Exercise material:
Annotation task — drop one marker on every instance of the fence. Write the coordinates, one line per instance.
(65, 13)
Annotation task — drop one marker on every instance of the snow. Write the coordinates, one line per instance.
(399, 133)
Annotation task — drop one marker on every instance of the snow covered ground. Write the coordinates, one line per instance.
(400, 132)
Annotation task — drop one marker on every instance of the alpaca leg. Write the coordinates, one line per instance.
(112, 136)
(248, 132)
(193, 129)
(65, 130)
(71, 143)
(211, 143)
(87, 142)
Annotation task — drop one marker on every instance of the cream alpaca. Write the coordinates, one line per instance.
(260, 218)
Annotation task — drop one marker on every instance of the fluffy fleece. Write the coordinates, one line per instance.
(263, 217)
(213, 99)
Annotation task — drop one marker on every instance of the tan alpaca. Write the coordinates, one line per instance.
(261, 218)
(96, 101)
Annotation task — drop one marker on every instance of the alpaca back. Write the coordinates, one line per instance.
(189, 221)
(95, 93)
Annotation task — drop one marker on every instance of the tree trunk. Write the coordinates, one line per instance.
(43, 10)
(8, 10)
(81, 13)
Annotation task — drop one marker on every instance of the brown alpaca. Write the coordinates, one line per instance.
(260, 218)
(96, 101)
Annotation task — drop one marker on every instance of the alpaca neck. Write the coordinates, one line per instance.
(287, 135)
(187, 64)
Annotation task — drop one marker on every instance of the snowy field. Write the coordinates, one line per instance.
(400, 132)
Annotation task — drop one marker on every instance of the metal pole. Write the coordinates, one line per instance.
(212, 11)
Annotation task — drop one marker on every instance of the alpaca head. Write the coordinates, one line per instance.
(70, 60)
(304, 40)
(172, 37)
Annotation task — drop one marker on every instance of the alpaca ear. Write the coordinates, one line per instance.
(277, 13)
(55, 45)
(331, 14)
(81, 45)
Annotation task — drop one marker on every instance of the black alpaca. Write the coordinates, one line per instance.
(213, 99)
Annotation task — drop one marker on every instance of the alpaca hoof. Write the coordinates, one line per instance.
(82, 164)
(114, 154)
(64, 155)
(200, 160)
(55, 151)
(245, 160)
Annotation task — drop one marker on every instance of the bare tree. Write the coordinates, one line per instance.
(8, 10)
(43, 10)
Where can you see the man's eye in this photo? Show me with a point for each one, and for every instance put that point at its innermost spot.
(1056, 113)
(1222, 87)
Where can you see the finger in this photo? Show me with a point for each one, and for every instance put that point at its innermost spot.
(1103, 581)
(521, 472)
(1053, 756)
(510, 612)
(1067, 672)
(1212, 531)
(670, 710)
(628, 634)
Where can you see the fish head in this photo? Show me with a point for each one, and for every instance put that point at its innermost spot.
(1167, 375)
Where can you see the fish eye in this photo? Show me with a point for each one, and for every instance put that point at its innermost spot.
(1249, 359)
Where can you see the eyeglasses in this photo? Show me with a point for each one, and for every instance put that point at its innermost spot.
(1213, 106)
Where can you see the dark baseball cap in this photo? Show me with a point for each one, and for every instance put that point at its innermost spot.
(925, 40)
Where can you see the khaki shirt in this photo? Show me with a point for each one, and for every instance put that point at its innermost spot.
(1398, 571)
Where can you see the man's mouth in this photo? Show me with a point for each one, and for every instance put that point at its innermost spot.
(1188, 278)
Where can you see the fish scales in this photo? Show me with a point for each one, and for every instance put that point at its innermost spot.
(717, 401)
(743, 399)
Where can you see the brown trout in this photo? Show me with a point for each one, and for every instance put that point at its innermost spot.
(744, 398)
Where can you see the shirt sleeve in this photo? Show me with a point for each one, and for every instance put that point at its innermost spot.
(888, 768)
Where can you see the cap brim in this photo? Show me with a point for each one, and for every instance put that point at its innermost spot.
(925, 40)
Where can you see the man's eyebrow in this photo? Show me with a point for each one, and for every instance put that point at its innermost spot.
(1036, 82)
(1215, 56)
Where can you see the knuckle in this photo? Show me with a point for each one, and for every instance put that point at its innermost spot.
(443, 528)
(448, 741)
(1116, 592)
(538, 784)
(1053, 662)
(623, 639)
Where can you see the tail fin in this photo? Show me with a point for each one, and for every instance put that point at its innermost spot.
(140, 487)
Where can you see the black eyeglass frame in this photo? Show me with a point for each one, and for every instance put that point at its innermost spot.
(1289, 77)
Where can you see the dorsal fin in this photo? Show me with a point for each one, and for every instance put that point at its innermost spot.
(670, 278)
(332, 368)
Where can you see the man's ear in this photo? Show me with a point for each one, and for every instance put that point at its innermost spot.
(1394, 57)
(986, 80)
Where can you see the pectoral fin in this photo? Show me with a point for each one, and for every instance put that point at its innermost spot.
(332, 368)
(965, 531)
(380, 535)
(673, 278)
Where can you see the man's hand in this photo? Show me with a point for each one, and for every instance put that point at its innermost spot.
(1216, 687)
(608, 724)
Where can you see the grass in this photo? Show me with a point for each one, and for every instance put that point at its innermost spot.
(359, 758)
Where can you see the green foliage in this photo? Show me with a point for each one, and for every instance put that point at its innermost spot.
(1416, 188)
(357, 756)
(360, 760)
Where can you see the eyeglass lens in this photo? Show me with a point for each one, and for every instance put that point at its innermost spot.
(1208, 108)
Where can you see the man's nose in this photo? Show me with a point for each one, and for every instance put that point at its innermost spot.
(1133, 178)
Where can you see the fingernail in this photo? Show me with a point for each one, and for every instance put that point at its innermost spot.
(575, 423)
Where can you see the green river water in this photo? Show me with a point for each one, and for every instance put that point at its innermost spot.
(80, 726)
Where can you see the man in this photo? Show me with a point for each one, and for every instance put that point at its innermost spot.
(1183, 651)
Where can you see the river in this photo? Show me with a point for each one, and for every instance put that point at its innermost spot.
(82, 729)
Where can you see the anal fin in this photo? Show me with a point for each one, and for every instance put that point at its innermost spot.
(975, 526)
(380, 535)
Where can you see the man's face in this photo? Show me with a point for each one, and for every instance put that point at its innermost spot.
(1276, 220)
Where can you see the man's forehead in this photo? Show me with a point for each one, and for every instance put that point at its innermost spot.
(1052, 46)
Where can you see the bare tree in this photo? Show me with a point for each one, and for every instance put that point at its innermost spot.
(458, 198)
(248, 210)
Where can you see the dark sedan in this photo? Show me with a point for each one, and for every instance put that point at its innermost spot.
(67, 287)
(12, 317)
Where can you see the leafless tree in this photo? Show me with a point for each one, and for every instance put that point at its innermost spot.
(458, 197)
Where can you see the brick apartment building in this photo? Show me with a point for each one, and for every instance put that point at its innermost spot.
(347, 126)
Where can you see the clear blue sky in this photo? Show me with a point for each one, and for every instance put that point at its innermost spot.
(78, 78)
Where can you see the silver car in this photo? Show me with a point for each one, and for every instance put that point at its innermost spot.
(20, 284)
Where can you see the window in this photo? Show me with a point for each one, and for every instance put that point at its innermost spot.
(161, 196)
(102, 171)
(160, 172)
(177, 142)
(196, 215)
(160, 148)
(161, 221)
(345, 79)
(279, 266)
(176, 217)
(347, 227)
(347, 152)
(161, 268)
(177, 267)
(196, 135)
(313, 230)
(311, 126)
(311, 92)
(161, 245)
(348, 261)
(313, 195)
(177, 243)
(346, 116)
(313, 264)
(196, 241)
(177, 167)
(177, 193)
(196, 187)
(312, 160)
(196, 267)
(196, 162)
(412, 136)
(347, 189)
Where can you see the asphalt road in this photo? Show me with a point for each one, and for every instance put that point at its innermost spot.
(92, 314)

Problem requirements:
Print the entries again so that each one matches exactly.

Response area:
Annotation task — drop one marker on every instance of the fence. Write the coordinates, one line per instance.
(65, 13)
Annotation task — drop one marker on every instance of the snow. Write the coordinates, one line per instance.
(399, 133)
Annotation task — drop one marker on every instance of the snow covered ground. Write the coordinates, one line per instance.
(400, 132)
Annotation task — drop one marker on every instance of the alpaca leg. Write the coordinates, one line per instance.
(112, 136)
(248, 132)
(193, 129)
(65, 130)
(71, 143)
(211, 143)
(87, 142)
Annotation task — drop one marker on every instance of the cream alpaca. Write the coordinates, one line per instance.
(260, 218)
Annotation task — drop one marker on every instance of the fluffy fleece. Write the coordinates, one line per instance.
(263, 217)
(213, 99)
Annotation task — drop one marker on every instance of the tan alpaca. Write the coordinates, one line per instance.
(261, 218)
(96, 101)
Annotation task — drop one marker on every instance of the alpaca back. Write the coordinates, one line per instance.
(189, 221)
(95, 93)
Annotation task — drop one marker on every instance of the tree trunk. Write the coordinates, one line per instance.
(43, 10)
(8, 10)
(81, 13)
Annotation task — drop one marker on every instance of the brown alpaca. Write the coordinates, one line per instance.
(260, 218)
(96, 101)
Annotation task — drop one marker on every instance of the alpaca neck. Write the coordinates, one line per instance.
(287, 135)
(187, 64)
Annotation task — drop one marker on every instance of the snowy field. Write the coordinates, one line per instance.
(400, 132)
Annotation task — drop one marker on every instance of the metal pole. Write the coordinates, one line per instance.
(212, 11)
Annotation task — drop one marker on every instance of the alpaca head. Write the coordinates, one line per instance.
(70, 60)
(304, 40)
(172, 37)
Annotation task — drop one marker on every instance of the alpaca ear. Write the coordinates, one line per instance.
(277, 13)
(55, 45)
(331, 14)
(81, 45)
Annotation task — drop one marker on every instance of the black alpaca. Write the coordinates, one line per instance.
(213, 99)
Annotation task — drop one marker on every instance of the alpaca hoof. Write the coordinates, one line per instance.
(82, 164)
(114, 154)
(64, 155)
(200, 160)
(55, 151)
(245, 160)
Annotation task — drop one marker on every instance of the bare tree. Write the coordinates, one line per instance.
(8, 10)
(43, 10)
Where can you see the man's eye in this photo? Show me with a point for each one, and for every instance put that point at its innermost spot.
(1056, 113)
(1222, 87)
Where can you see the finger in this photo? Show me with a point for each one, and for every instance put that point at its innermost spot.
(1103, 581)
(521, 472)
(1053, 756)
(510, 612)
(1067, 672)
(1212, 531)
(670, 710)
(628, 634)
Where can you see the fish head in this photo? Show me with a point for each one, and for every instance put that point at its innermost spot.
(1167, 375)
Where can you see the fish eye in this photo? Show me with a point for each one, and for every instance put that point at its innermost spot.
(1249, 359)
Where can you see the eyeglasses in this photo? Show me with a point for each one, and for every instance put that point at its innermost spot.
(1213, 106)
Where can you see the dark baseball cap in this photo? Show me with a point for each one, and for every instance put that point at its innermost spot.
(925, 40)
Where can you see the khaki shirt in this photo? Show me with a point for each one, and for every instance put that point at its innermost spot.
(1398, 571)
Where can you see the man's mouth in this photo? Show me with a point for each one, and for every instance put that point at its innermost spot.
(1188, 278)
Where can you see the fish scales in this photo? Show me with a point for each one, and for every instance put that point at its innermost spot.
(717, 401)
(743, 399)
Where can you see the brown trout in this photo? Show me with a point for each one, and for every instance put that point at its innermost spot.
(744, 398)
Where can you see the shirt sleeve in this photo? Show me with a point for each one, and for every instance put that point at its innermost spot.
(888, 768)
Where can you see the cap brim in this photo? Show me with a point for each one, and for every instance put that point at its innermost spot.
(925, 40)
Where can you see the man's eyebrow in this photo? Show me with a point for each one, and for every instance put that point at its innermost spot.
(1036, 82)
(1215, 56)
Where can you see the knuckle in this photo? Show me with a point for each one, and for every instance put that point at its innermost spot.
(443, 528)
(448, 741)
(1116, 592)
(538, 784)
(1053, 662)
(623, 639)
Where can you see the tail fin in this photo? Show me with a point for each one, and for every instance put that point at its innermost spot.
(140, 487)
Where can you see the black eyeglass frame in this photo? Show me with a point for each one, and for every instance put that point at its innermost spot.
(1289, 77)
Where can you see the dorsal fin in this photo? Show me with a point for each one, and for every instance put that point at its innermost spot.
(670, 278)
(332, 368)
Where can you see the man's ear in this photo? Show me with a point for each one, and for every instance put that point at its innermost spot.
(1394, 57)
(986, 80)
Where can you see the pectoral fin in this photo? Show me with a point for each one, and for every instance put that point at its innermost spot.
(332, 368)
(965, 531)
(380, 535)
(673, 278)
Where can you see the man's hand in this photo? Show me with a point for each one, and for every instance put that point at its innermost spot.
(1216, 687)
(608, 724)
Where can you see the grass in this photo? Show me with a point for each one, and for every instance put that point at its innermost spot.
(359, 758)
Where can you see the green foliage in this photo? Show me with a point for each one, and for every instance put that point at its innermost spot.
(1416, 188)
(357, 756)
(360, 760)
Where can you see the eyeglass lens in this photo? Show me with a point for each one, and for every instance put that point at its innermost spot.
(1208, 108)
Where can you see the man's nose in this photo? Show me with a point for each one, and for every instance put that point at its innermost spot.
(1133, 178)
Where can you see the fingernail in this photo? Show me with a point for each one, and for every instance put that point at its innermost spot.
(575, 423)
Where can you see the green river water in this photo? Show me with a point for each one, and for every instance put that point at its innermost spot.
(80, 726)
Where can you see the man in this photo? Show me with a point for each one, and for every instance put that point at its innermost spot.
(1183, 651)
Where can you see the river in this photo? Show me with a point for each one, and for every instance put that point at its innermost spot.
(82, 729)
Where can you see the anal fin in this photo? Show me with a point for each one, and for every instance put that point at its innermost spot.
(975, 526)
(380, 535)
Where can you see the man's face in this photo? Show me with a point for each one, and for every instance put that point at its innermost spot.
(1276, 220)
Where can you see the man's forehead in this photo? Show me with a point for each one, and for every instance put that point at its innermost spot.
(1052, 46)
Where can you see the bare tree in this photo? Show me with a point for each one, and for every instance put that point at its innermost spot.
(458, 198)
(248, 210)
Where can you see the dark sedan in this photo? Show me with a point for each one, and for every instance put that point at its innermost spot.
(67, 287)
(12, 317)
Where can you see the leafless tree in this photo? Show me with a point for each one, and for every instance put that point at its innermost spot.
(458, 197)
Where can you see the brick apartment building in this photo? Show me with a point for each one, and for every instance put that point at its innermost spot.
(347, 126)
Where can you see the clear blue sky in this photo? Show me with a point for each one, and for every instance put that point at its innermost spot.
(78, 78)
Where can you see the silver car in this photo? Show me with a point for each one, and for every instance put that point at its innermost spot.
(20, 284)
Where can you see the window in this photo? Show me with a point for each one, and for every instance put that point at its innermost spot.
(161, 196)
(102, 171)
(160, 172)
(177, 142)
(196, 215)
(160, 148)
(161, 221)
(345, 79)
(279, 266)
(176, 217)
(347, 227)
(347, 152)
(161, 268)
(177, 267)
(196, 135)
(313, 230)
(311, 126)
(311, 92)
(161, 245)
(348, 261)
(313, 195)
(177, 243)
(346, 116)
(313, 264)
(196, 241)
(177, 167)
(177, 193)
(196, 187)
(312, 160)
(196, 267)
(196, 162)
(412, 136)
(347, 189)
Where can you see the asphalt road in this photo? Show me with a point for each one, and for every instance put that point at its innermost spot.
(92, 314)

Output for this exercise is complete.